> [PROBLEMS TO SOLVE]
1. In the BIO World Congress passage, which term replaced machine-to-machine as the common way to describe connected machines?
2. Write the next part of the BIO World Congress passage, starting after its final sentence.

> [GIVEN PASSAGE]
=== Section Start ===
The industrial biotechnology sector is ever-growing and that couldn’t be more apparent when networking at the welcome reception of the 12th annual BIO World Congress. Last week I was on tour with the Industrial Biotechnology Innovation Centre in Montreal for one of the key global conferences on biotechnology.

There were people from all walks of life who had gathered together to celebrate the development of the biotechnology industry and form global collaborations for business. There was a real energy in the room and the idea of international partnerships resonated from most conversations, showing how our Scottish delegation would really benefit from the trip.

Many of the sessions were based on best practice and real-life use cases, but given the number of thought leaders in the room, there were some clear messages for the industry.

Getting the messaging right as an industry

As any industry develops there is the need to define practices and terms for processes and innovation. Some get through this stage easier than others, take for example the Internet of Things, which has become commonplace to describe connected machines, winning out over machine-to-machine which was more commonly used in the early stages of the industry. However, other practices soon became aligned with a negative – Genetic Modification (GM) for one. This practice is at the heart of much of our agricultural and industrial practice in the modern world, but due to the lack of careful handling at the beginning, the phrase GM has been attached to a negative, unnatural and harmful connotation.

So how do we ensure that messaging is right for the industry as a whole?
=== Section End ===
> [DATA SUPPLIED]
=== Section Start ===
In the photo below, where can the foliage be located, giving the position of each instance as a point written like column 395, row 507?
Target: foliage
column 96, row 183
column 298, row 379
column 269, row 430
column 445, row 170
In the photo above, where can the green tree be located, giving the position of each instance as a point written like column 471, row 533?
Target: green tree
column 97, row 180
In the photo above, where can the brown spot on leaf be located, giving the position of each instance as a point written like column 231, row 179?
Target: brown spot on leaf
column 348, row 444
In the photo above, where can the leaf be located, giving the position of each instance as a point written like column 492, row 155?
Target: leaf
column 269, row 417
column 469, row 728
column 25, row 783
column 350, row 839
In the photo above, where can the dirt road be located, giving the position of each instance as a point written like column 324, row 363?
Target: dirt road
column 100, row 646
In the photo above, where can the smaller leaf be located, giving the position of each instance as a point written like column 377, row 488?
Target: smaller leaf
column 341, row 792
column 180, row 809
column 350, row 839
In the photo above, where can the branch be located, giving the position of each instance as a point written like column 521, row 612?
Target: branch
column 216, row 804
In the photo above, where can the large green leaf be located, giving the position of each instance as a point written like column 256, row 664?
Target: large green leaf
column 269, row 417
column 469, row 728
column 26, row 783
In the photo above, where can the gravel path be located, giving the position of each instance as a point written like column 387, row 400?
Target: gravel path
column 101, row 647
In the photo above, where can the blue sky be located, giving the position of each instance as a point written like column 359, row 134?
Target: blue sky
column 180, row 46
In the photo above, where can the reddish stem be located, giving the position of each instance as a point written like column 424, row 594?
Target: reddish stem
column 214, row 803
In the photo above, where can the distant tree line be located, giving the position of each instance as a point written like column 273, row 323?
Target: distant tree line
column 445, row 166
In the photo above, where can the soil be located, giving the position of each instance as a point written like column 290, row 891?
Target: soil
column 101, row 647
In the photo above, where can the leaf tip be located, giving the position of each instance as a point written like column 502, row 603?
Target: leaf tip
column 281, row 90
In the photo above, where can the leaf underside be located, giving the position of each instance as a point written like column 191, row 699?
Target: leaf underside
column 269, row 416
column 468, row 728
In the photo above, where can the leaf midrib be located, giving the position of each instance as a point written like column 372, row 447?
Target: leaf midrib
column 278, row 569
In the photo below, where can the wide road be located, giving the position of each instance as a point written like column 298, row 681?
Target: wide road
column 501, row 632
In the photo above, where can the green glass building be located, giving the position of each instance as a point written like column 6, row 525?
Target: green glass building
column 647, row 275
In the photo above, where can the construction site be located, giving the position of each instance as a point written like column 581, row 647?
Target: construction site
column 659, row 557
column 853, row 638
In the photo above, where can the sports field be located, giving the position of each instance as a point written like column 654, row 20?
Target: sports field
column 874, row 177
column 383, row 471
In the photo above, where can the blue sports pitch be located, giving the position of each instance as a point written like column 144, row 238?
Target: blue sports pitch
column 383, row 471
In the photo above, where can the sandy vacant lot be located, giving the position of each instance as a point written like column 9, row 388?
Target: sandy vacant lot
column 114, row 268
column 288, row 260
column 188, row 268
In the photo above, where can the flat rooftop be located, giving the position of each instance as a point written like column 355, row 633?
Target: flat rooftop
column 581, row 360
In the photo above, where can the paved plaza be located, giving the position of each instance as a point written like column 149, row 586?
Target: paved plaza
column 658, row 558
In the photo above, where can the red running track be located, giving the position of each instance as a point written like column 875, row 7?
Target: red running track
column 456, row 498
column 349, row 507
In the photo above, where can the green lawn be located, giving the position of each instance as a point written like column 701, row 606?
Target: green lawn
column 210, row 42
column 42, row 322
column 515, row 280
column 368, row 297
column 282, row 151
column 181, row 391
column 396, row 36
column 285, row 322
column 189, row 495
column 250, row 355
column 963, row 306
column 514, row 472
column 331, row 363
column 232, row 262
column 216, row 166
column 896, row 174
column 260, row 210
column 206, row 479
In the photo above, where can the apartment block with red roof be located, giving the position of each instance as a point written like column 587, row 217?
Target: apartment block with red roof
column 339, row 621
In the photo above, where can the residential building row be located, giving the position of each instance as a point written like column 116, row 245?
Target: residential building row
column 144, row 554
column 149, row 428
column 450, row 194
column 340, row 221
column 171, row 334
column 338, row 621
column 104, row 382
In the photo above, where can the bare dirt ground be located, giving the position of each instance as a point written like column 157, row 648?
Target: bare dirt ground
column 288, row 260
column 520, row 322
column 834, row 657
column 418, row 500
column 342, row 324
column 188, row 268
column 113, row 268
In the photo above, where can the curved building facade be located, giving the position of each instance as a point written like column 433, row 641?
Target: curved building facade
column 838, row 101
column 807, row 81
=== Section End ===
> [SET OF ANSWERS]
1. Internet of Things

2.
It’s hard to predict how the general public will react to any topic, but there are a few things we can do to help steer things in the right direction:

  1. Ensure that phrases used are clear; not ambiguous and free from negative words
  2. Explain what a topic or process is by using real life examples – show it can have a positive impact on people as individuals or society as a whole
  3. Present a united front, but not a ‘defence’ – the same phrases need to be used consistently throughout the industry but points should be made in a positive manner
  4. Use industry bodies, innovation centres and similar organisations to set the tone – centres like IBioIC are there to grow the industry and can advise and support their member organisations. They can present a voice for the industry rather than an individual and can help to show united support across the board

Working together

The world is becoming a smaller place – we are all connected and technology is making that connection ever more prevalent. This also means there is a wider scope to collaborate and move the industry forward together. By exchanging knowledge, data, and best practice, the global economy can benefit, growing the market in all countries involved.

Celebrate success          

While issues of IP can mean that companies are resistant to share their innovations, we need to share successes as often as possible. This helps to raise the profile of the sector with political figures, investors, other researchers and innovators as well as the general public.

It also helps with both of the points above – success stories create a positive image of the industry and encourage others to work on similar areas to solve the spectrum of issues and challenges.

With the development of technology, we are seeing many new innovations in the marketplace and new sectors emerging. While it takes more than what is listed above, these are steps in the right direction. We are looking forward to seeing the industrial biotechnology market grow and what other sectors may develop in the coming years.